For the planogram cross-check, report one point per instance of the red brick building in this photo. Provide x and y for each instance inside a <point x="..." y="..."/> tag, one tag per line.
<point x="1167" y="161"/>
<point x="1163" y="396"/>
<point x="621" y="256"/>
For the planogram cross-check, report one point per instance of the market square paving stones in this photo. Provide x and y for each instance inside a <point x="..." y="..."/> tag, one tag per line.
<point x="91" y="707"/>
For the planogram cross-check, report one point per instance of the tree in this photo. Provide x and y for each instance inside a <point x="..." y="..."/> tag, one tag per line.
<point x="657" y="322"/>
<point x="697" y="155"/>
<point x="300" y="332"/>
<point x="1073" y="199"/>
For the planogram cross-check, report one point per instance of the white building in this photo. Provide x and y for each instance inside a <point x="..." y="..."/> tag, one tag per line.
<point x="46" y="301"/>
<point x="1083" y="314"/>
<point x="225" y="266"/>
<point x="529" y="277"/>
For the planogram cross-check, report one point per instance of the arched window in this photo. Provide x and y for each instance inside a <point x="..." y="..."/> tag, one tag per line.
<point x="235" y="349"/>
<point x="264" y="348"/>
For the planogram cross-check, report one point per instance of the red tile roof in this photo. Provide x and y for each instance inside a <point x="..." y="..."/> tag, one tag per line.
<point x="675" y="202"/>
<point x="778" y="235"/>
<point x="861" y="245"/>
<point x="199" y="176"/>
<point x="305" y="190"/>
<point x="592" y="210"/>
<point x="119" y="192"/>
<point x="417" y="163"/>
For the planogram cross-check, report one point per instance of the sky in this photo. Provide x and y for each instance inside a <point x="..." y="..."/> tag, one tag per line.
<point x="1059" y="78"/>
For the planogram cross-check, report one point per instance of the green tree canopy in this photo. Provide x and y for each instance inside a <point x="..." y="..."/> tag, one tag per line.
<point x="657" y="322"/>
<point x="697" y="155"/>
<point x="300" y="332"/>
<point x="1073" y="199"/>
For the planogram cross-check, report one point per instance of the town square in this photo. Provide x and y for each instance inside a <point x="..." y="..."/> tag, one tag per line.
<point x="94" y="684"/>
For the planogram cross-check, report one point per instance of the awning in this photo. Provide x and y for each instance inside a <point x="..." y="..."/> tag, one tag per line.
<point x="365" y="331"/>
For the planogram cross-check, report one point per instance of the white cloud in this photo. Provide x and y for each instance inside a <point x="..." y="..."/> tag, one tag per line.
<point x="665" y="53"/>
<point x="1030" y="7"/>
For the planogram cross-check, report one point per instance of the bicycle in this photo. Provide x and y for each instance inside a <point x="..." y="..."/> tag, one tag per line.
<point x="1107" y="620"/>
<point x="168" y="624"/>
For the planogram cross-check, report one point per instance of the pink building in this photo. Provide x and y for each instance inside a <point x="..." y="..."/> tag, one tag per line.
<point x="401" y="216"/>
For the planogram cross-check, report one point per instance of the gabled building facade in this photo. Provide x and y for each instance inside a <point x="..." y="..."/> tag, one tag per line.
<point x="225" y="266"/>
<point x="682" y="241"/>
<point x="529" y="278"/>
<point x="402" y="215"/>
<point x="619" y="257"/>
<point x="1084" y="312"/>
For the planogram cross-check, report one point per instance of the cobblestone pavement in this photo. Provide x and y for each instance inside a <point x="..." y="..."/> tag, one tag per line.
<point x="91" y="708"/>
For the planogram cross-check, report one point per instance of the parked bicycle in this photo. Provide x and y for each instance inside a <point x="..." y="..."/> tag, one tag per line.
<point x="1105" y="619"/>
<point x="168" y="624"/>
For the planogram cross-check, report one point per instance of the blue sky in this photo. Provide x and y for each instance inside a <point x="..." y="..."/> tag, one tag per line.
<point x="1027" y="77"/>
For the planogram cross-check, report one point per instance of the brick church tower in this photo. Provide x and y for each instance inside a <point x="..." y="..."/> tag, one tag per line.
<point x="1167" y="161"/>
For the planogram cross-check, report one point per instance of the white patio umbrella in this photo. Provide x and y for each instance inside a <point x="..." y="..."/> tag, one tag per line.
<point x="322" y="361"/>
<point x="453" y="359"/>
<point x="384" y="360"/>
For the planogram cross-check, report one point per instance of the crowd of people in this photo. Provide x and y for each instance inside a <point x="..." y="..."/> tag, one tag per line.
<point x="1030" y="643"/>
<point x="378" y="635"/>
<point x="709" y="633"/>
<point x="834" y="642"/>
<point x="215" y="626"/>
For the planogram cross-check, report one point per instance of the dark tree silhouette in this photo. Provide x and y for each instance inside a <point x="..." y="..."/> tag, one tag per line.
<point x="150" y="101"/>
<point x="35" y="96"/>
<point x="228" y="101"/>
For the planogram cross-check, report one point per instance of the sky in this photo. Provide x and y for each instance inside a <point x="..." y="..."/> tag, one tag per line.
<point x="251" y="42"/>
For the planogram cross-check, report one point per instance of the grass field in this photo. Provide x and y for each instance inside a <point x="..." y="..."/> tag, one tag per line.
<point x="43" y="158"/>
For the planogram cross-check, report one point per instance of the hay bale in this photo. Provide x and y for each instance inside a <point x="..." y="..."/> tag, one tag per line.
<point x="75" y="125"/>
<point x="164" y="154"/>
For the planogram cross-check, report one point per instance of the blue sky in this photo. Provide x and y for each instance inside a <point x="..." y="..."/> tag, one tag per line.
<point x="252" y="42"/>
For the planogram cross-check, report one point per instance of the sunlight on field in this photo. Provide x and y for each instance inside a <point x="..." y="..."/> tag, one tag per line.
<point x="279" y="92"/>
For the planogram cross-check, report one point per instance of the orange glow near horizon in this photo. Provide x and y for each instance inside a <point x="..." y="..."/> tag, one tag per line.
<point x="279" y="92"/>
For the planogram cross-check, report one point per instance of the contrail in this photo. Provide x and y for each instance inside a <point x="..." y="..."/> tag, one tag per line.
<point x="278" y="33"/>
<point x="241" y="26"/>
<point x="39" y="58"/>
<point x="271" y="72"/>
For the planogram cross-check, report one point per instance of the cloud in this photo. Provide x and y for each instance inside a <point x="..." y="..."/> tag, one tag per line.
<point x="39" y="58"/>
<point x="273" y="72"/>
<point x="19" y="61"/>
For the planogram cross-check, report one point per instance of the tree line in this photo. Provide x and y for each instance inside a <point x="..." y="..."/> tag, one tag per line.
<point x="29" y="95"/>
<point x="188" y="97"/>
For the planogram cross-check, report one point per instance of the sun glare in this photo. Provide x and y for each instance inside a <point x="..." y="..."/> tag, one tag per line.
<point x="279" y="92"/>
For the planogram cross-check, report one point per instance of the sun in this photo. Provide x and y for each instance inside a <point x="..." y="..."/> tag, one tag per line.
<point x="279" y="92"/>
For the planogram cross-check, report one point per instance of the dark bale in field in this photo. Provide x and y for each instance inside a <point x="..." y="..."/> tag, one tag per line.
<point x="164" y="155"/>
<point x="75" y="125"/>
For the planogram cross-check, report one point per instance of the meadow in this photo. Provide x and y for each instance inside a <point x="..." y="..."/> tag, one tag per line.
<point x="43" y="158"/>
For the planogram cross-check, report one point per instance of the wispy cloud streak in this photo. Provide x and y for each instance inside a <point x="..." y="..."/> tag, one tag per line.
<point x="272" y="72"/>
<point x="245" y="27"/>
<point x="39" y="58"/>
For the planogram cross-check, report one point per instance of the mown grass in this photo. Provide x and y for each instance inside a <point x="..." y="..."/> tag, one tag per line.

··········

Reproduce each entry above exactly, keeping every word.

Result for this exercise:
For the planogram cross-check, report one point per instance of the red brick building in this photo. Provide x and y for each instance inside a <point x="..." y="..."/> tag, one tag per line.
<point x="1167" y="161"/>
<point x="1163" y="396"/>
<point x="621" y="256"/>
For the planogram cross-check, report one point per instance of the market square paving stones in this photo. Provide x and y for each instance inside a <point x="..." y="..."/> tag, one tag per line.
<point x="91" y="707"/>
For the planogram cross-check, report one point per instance of the tree in this photo. Provide x and y for each instance inside a <point x="..." y="..."/> tag, one tag per line.
<point x="657" y="322"/>
<point x="697" y="155"/>
<point x="300" y="332"/>
<point x="1073" y="199"/>
For the planogram cross-check, report one point per instance of the white building in this photo. Provide x and y for each instance inside a <point x="..." y="..."/> tag, one tag per line.
<point x="46" y="301"/>
<point x="1083" y="314"/>
<point x="225" y="266"/>
<point x="529" y="277"/>
For the planogram cross-check, report one point per instance of the arched window in this photo. Provide x and y for each instance inside a <point x="..." y="..."/> tag, one tag per line.
<point x="235" y="349"/>
<point x="264" y="348"/>
For the planogram cross-check, report one point per instance of the red tile roof in this photo. Provide x and y for each instance inside a <point x="..." y="..."/> tag, one tag per line.
<point x="675" y="202"/>
<point x="778" y="235"/>
<point x="861" y="245"/>
<point x="199" y="176"/>
<point x="305" y="190"/>
<point x="592" y="210"/>
<point x="119" y="192"/>
<point x="417" y="163"/>
For the planogram cross-check, report one point per instance of the sky in this photo. Provide x and y for each instance inside a <point x="..." y="..."/> tag, one tag per line.
<point x="1059" y="78"/>
For the planogram cross-check, report one point per instance of the green tree canopy in this photo. Provide x and y for each instance inside a <point x="..." y="..."/> tag, one tag per line.
<point x="657" y="322"/>
<point x="697" y="155"/>
<point x="300" y="332"/>
<point x="1073" y="199"/>
For the planogram cross-check, report one point per instance of the town square in this photo. Provide x and y for each instance inside a <point x="..." y="..."/> tag, one tag per line.
<point x="94" y="684"/>
For the planogram cross-check, report one point per instance of the awning in this photo. Provide x and y for each instance inside a <point x="..." y="..."/> tag, one tag per line.
<point x="365" y="331"/>
For the planogram cross-check, report one point per instance of the white cloud in this photo. Provide x and y for each instance inside a <point x="..." y="..."/> tag, one tag per line.
<point x="665" y="53"/>
<point x="1030" y="7"/>
For the planogram cross-check, report one point per instance of the bicycle in this photo. Provide x and y for each instance inside a <point x="..." y="..."/> tag, one tag per line.
<point x="1107" y="620"/>
<point x="168" y="624"/>
For the planogram cross-check, report one point per instance of the pink building in this photo. Provide x and y for each instance inside a <point x="..." y="..."/> tag, one tag per line.
<point x="401" y="216"/>
For the planogram cross-check, report one point per instance of the gabled building facade in this photo. Provide x and y for each instance inside a <point x="..." y="..."/> tag, one tag per line.
<point x="225" y="266"/>
<point x="682" y="241"/>
<point x="529" y="278"/>
<point x="402" y="215"/>
<point x="619" y="257"/>
<point x="1084" y="312"/>
For the planogram cross-check, report one point per instance of the cobblestone pavement in this photo. Provide x and y for each instance inside a <point x="..." y="..."/> tag, one tag per line.
<point x="91" y="708"/>
For the planogram cross-check, report one point per instance of the parked bicycle in this photo. Provide x and y for each instance inside a <point x="..." y="..."/> tag, one tag per line.
<point x="1105" y="619"/>
<point x="168" y="624"/>
For the planogram cross-check, report one point per instance of the blue sky in this photo. Provide x and y for each instance inside a <point x="..." y="..."/> tag, one tag per line.
<point x="1027" y="77"/>
For the planogram cross-check, report one point per instance of the brick church tower in this photo. Provide x and y for each instance inside a <point x="..." y="..."/> tag, one tag per line.
<point x="1167" y="161"/>
For the planogram cross-check, report one point per instance of the white patio umbrella in this photo. Provide x and y for each instance inside a <point x="..." y="..."/> tag, one tag per line.
<point x="322" y="361"/>
<point x="453" y="359"/>
<point x="384" y="360"/>
For the planogram cross-check, report one point per instance of the crowd of people in this photo. Provide x and y for each instance inside a <point x="..." y="..."/> tag, one tag per line.
<point x="1030" y="643"/>
<point x="378" y="635"/>
<point x="709" y="633"/>
<point x="834" y="642"/>
<point x="215" y="626"/>
For the planogram cross-check, report one point per instance of the dark tree silhouette in this photo. Provide x and y for each instance inside a <point x="..." y="..."/> tag, one tag per line.
<point x="150" y="101"/>
<point x="35" y="96"/>
<point x="228" y="101"/>
For the planogram cross-check, report one point per instance of the sky in this photo. Provide x and y for each instance inside a <point x="..." y="..."/> tag, one tag per line.
<point x="251" y="42"/>
For the planogram cross-check, report one point per instance of the grass field in this photo. Provide x and y for each instance inside a <point x="..." y="..."/> tag, one tag per line.
<point x="43" y="158"/>
For the planogram cross-check, report one point per instance of the hay bale in this photo. Provide x and y for each instance inside a <point x="..." y="..."/> tag, one tag per line.
<point x="75" y="125"/>
<point x="164" y="154"/>
For the planogram cross-check, report one point per instance of the blue sky in this photo. Provide x and y for each instance inside a <point x="..." y="..."/> tag, one tag per line.
<point x="252" y="42"/>
For the planogram cross-check, report one point per instance of the sunlight on field in this photo. Provide x and y for each instance inside a <point x="..." y="..."/> tag, one tag per line.
<point x="279" y="92"/>
For the planogram cross-check, report one point per instance of the orange glow near horizon in this photo. Provide x and y for each instance inside a <point x="..." y="..."/> tag, one tag per line.
<point x="279" y="92"/>
For the planogram cross-check, report one point per instance of the contrail in this photo. Provide x and y for each instance inside a <point x="..." y="..."/> tag, one tag per line.
<point x="278" y="33"/>
<point x="241" y="26"/>
<point x="39" y="58"/>
<point x="271" y="72"/>
For the planogram cross-check, report one point per instance of the cloud in this photo. Provide x and y for each instance inside a <point x="..." y="..."/> tag, one tag per line.
<point x="39" y="58"/>
<point x="273" y="72"/>
<point x="19" y="61"/>
For the planogram cross-check, report one point per instance of the tree line in this photo. Provide x and y for each instance inside a <point x="..." y="..."/> tag, one tag per line.
<point x="29" y="95"/>
<point x="188" y="97"/>
For the planogram cross-check, report one point per instance of the sun glare in this photo. Provide x and y for each instance inside a <point x="..." y="..."/> tag, one tag per line.
<point x="279" y="92"/>
For the planogram cross-check, report one point per instance of the sun in this photo. Provide x and y for each instance inside a <point x="..." y="..."/> tag, one tag per line.
<point x="279" y="92"/>
For the planogram cross-check, report one point per instance of the dark bale in field in this photo. Provide x and y for each instance inside a <point x="..." y="..."/> tag, one tag per line.
<point x="164" y="155"/>
<point x="75" y="125"/>
For the planogram cross-check, report one point per instance of the meadow in this photo. Provide x and y for each instance inside a <point x="..." y="..."/> tag, one tag per line.
<point x="43" y="158"/>
For the planogram cross-check, report one point per instance of the wispy cloud streak in this photo. Provide x and y for each instance inside a <point x="..." y="..."/> tag, one tag per line.
<point x="272" y="72"/>
<point x="245" y="27"/>
<point x="39" y="58"/>
For the planogram cross-check, report one point per instance of the mown grass in this photo. Provide x and y for each instance inside a <point x="..." y="..."/> tag, one tag per line.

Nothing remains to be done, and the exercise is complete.